Text section.

ENG IIICR: Prerequisites include English I/IH and II/IIH or MAPS

This career readiness class focuses on understanding the role literature plays in the lives of conscientious citizens. A typical unit in this course includes both fiction and nonfiction reading selections, media study, poetry, comparing across genres, vocabulary and grammar instruction, speaking and listening, writing and preliminary research, and assessment practice according to the standards which have been aligned with the Common Core State Standards to build and reinforce literacy-based life skills. Students will be guided and supported through the creation of career documents, such as resumes, job applications, cover letters, summaries, technical manuals, etc. This is not a college-prep class and therefore students who attend college with this class on their transcripts will need to take remedial college English classes.



ENG IVCR: Prerequisites include English I/IH, II/IIH, III/IIICR or MAPS

This career readiness class focuses on understanding the role literature plays in the lives of conscientious citizens. A typical unit in this course includes both fiction and nonfiction reading selections, media study, poetry, comparing across genres, vocabulary and grammar instruction, speaking and listening, writing and preliminary research, and assessment practice according to the standards which have been aligned with the Common Core State Standards to build and reinforce literacy-based life skills. Students will be guided and supported through the creation of career documents, such as resumes, job applications, cover letters, summaries, technical manuals, etc. This is not a college-prep class and therefore students who attend college with this class on their transcripts will need to take remedial college English classes.

Introduction to Journalism: No Prerequisite

This course focuses on the language arts skills necessary to write comprehensive journalistic articles using a variety of writing styles. Students will incorporate photography and news writing for publication in the school online newspaper and yearbook. Students will also learn a variety of publishing related skills such as marketing and advertising, distribution, and interviewing. This is a general elective 2-credit class; this is not an English elective class.


ADVANCED Journalism: Prerequisite - Intro to Journalism or English department recommendation

Students in this course are considered senior contributors to student media and the expectations are significantly increased from Intro to Journalism. This course focuses on language arts skills necessary to complete a yearbook and contribute to the online newspaper. Students will organize written content and photography and develop layouts for publication and coordinate production of online content. Students will be responsible for successfully developing marketing and advertising plans, increasing distribution, and monitoring journalistic standards. This course does require time outside of class to attend events, take photos and report on school-related activities as well as occasional “work sessions” that may be scheduled periodically after school or on a weekend as deadlines approach. This is a general elective 2-credit class; this is not an English elective class.

CREATIVE WRITING I: Prerequisites include English I/IH and English II/IIH

This course focuses on the skills and art of writing creatively. The focus of this course is to guide students in creative writing through varied genres: fiction, memoir, plays and scripts, and science fiction. The course includes analysis of model texts, individual and class criticism of work in a workshop mode, and instruction on and discussion of literary techniques in each genre. This is a Core elective; it satisfies English Graduation Credit.

[Collected data entries]

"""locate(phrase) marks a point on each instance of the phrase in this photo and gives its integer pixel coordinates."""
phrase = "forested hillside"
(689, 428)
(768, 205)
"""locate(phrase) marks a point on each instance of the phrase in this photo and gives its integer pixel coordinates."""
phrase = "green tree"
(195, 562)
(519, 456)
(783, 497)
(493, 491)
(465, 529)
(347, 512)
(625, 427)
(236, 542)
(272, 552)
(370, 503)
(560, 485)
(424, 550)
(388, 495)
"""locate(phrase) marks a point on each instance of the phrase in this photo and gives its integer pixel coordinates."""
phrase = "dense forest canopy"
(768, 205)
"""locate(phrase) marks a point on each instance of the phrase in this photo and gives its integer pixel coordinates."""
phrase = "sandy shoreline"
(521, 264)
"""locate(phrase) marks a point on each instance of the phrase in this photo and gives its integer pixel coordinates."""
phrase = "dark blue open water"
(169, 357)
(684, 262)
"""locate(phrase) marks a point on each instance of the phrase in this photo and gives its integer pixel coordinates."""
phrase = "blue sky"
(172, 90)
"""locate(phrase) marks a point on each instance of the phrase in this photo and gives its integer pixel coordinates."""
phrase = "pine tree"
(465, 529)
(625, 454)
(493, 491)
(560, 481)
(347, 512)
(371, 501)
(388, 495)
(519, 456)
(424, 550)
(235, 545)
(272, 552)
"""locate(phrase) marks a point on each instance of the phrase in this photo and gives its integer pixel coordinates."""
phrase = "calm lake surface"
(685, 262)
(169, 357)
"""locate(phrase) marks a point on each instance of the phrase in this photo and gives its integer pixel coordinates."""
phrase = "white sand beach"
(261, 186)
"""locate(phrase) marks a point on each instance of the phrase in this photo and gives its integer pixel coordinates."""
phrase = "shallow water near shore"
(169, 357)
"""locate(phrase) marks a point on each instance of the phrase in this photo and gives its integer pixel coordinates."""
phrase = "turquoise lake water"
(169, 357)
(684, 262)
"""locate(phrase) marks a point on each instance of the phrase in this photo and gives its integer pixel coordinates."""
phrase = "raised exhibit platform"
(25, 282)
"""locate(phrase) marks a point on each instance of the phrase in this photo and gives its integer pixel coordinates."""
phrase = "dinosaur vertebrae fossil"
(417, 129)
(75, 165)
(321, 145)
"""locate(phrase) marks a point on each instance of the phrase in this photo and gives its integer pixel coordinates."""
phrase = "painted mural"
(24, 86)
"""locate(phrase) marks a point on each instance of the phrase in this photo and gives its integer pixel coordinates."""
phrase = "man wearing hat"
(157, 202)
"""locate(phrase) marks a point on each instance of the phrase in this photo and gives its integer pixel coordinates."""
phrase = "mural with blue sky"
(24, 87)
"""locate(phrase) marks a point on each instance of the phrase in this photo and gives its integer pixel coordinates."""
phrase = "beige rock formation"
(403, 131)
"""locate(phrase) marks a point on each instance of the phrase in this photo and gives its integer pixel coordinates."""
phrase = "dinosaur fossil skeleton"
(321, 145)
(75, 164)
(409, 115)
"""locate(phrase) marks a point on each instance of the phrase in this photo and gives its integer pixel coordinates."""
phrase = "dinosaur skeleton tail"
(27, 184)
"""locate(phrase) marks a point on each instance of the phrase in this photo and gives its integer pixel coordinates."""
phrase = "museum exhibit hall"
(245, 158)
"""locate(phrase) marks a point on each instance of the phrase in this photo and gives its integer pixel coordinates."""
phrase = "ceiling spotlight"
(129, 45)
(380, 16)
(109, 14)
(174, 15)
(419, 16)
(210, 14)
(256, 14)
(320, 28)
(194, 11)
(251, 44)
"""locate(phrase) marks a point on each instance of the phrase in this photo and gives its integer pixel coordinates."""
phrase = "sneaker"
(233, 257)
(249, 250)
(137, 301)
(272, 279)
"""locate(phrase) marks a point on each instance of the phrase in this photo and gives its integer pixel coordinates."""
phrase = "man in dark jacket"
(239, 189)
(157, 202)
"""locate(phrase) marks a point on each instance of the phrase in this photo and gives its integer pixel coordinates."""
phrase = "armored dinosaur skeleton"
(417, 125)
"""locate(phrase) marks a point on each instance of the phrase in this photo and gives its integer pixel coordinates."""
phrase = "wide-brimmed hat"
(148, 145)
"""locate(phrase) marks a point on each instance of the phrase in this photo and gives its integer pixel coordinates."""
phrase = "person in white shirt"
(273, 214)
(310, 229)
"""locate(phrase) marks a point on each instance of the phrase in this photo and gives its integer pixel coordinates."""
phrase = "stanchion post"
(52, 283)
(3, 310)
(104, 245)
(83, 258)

Challenge 1. In the course descriptions, how many credits is Introduction to Journalism worth?
Challenge 2. Please state how many lines of the records contain the string "fossil", treating case as significant.

Full solution 1. It is a general elective 2-credit class.

Full solution 2. 2